> _設問 A_:
登場人物紹介の記述に基づき、次の問いに答えてください。
(i) パペッタが主人を務める店の名称は何ですか。
(ii) その店はどこにあるとされていますか。
(iii) マイスタはどこに住んでいますか。
> _設問 B_: 一覧のうち、「Category: orange sky near horizon」を含む行から一覧の末尾までを両端を含めて抜き出し、1行を1要素とするJSON形式の文字列リストとして整えてください。空行は除外し、画像は回答に含めないでください。

> _ページ_:
ほぼ全ての記憶を封印《ロック》されており、自分が何者なのか、どうして屍者にされたのか、分からないままに贖罪の旅へと送り出される。

女屍霊術師《ネクロロジスト》パペッタ


「俺」を動く死体の”屍者《エシッタ》”に仕立て上げ、”贖罪の旅”を強要する謎の女。

アリオストポリにあるという久遠庵《カーサ・アンフィニ》という店の主人でもある。

何故「俺」に贖罪を科したのか、その狙いは何なのか、「俺」に心当たりはない。

マイスタ


地方都市ルディアの歓楽街、通称”花街”に住む、気のいい老人。

人懐っこく誰にでも親切な老人で、誰からも頼られる存在。

歩く死体の「俺」に対しても親身に世話を焼く。

ただし、「俺」が”屍者(エシッタ)”だとは気付いていない模様。

ユディート=ユーデット=サイラ(Illus.紅音こと乃さま)

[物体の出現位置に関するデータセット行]
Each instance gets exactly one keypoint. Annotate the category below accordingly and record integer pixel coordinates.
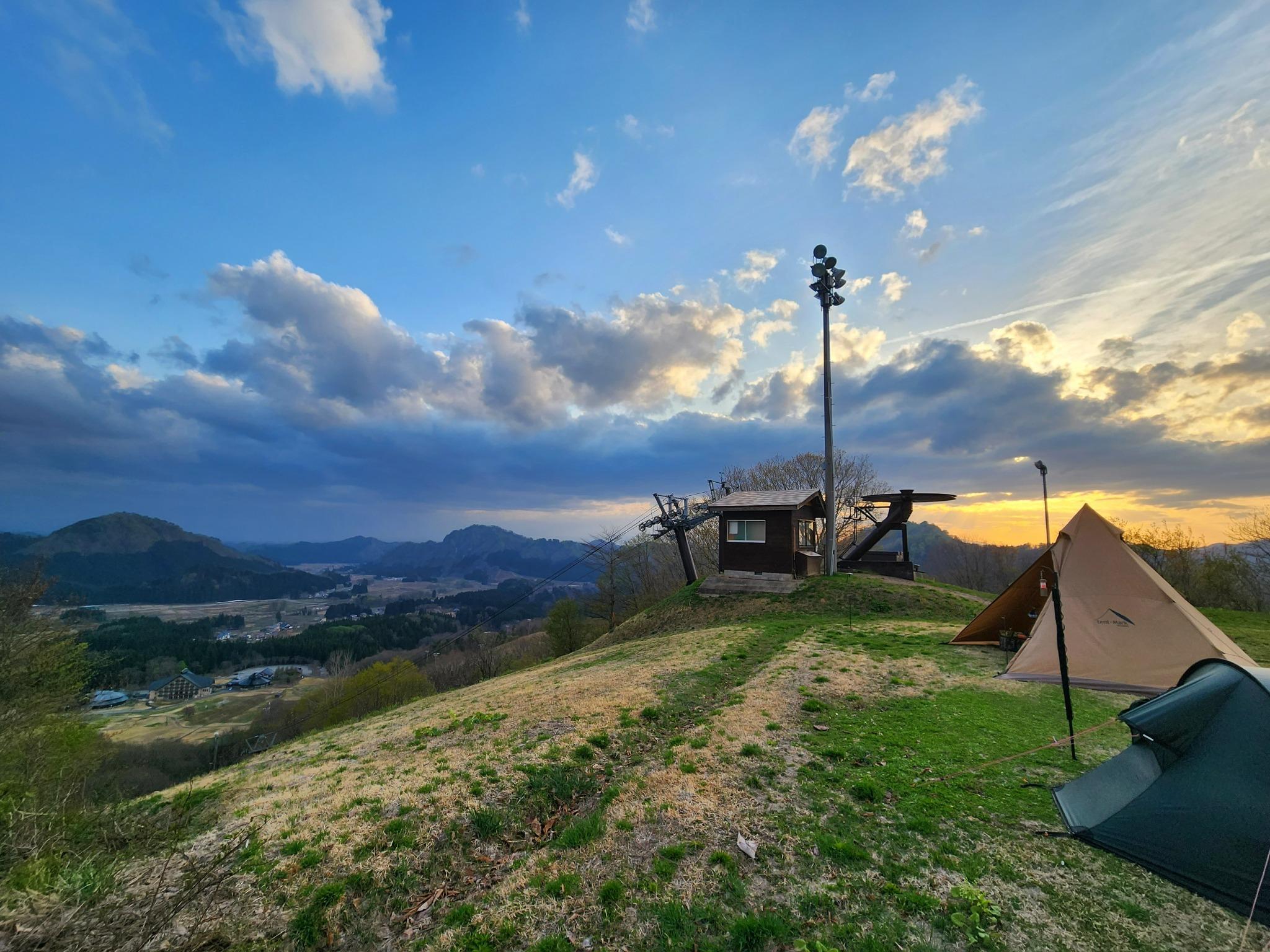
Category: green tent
(1191, 798)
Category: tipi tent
(1126, 627)
(1188, 799)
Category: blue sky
(286, 268)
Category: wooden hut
(770, 536)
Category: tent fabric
(1126, 627)
(1188, 799)
(1014, 610)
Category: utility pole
(828, 280)
(1044, 495)
(1060, 633)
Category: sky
(282, 270)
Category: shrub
(973, 914)
(460, 915)
(611, 894)
(582, 832)
(751, 933)
(868, 790)
(487, 822)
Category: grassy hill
(128, 558)
(595, 801)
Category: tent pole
(1062, 664)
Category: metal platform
(900, 507)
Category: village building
(184, 685)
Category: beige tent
(1126, 627)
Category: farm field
(299, 612)
(595, 801)
(193, 721)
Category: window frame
(729, 537)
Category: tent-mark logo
(1114, 617)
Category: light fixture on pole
(1061, 638)
(828, 278)
(1044, 494)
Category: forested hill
(130, 558)
(483, 553)
(357, 550)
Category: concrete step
(742, 586)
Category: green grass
(1249, 630)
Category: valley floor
(596, 803)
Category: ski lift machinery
(681, 513)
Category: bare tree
(483, 648)
(613, 582)
(854, 477)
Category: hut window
(747, 531)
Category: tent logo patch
(1114, 617)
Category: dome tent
(1126, 627)
(1188, 799)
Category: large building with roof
(184, 685)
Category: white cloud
(584, 179)
(813, 141)
(893, 286)
(314, 43)
(855, 347)
(641, 15)
(1166, 238)
(915, 225)
(634, 128)
(784, 311)
(522, 17)
(758, 266)
(1242, 328)
(874, 90)
(912, 149)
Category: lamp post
(1044, 493)
(828, 278)
(1059, 617)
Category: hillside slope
(127, 558)
(595, 801)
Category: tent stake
(1062, 664)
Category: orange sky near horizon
(1014, 519)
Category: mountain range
(357, 550)
(128, 558)
(484, 553)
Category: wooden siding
(776, 555)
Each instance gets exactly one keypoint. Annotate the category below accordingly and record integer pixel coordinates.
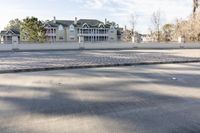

> _正答 A_:
(i) 久遠庵《カーサ・アンフィニ》
(ii) アリオストポリ
(iii) 地方都市ルディアの歓楽街、通称"花街"

> _正答 B_:
[
  "Category: orange sky near horizon",
  "(1014, 519)",
  "Category: mountain range",
  "(357, 550)",
  "(128, 558)",
  "(484, 553)",
  "Category: wooden siding",
  "(776, 555)",
  "Each instance gets exactly one keypoint. Annotate the category below accordingly and record integer pixel coordinates."
]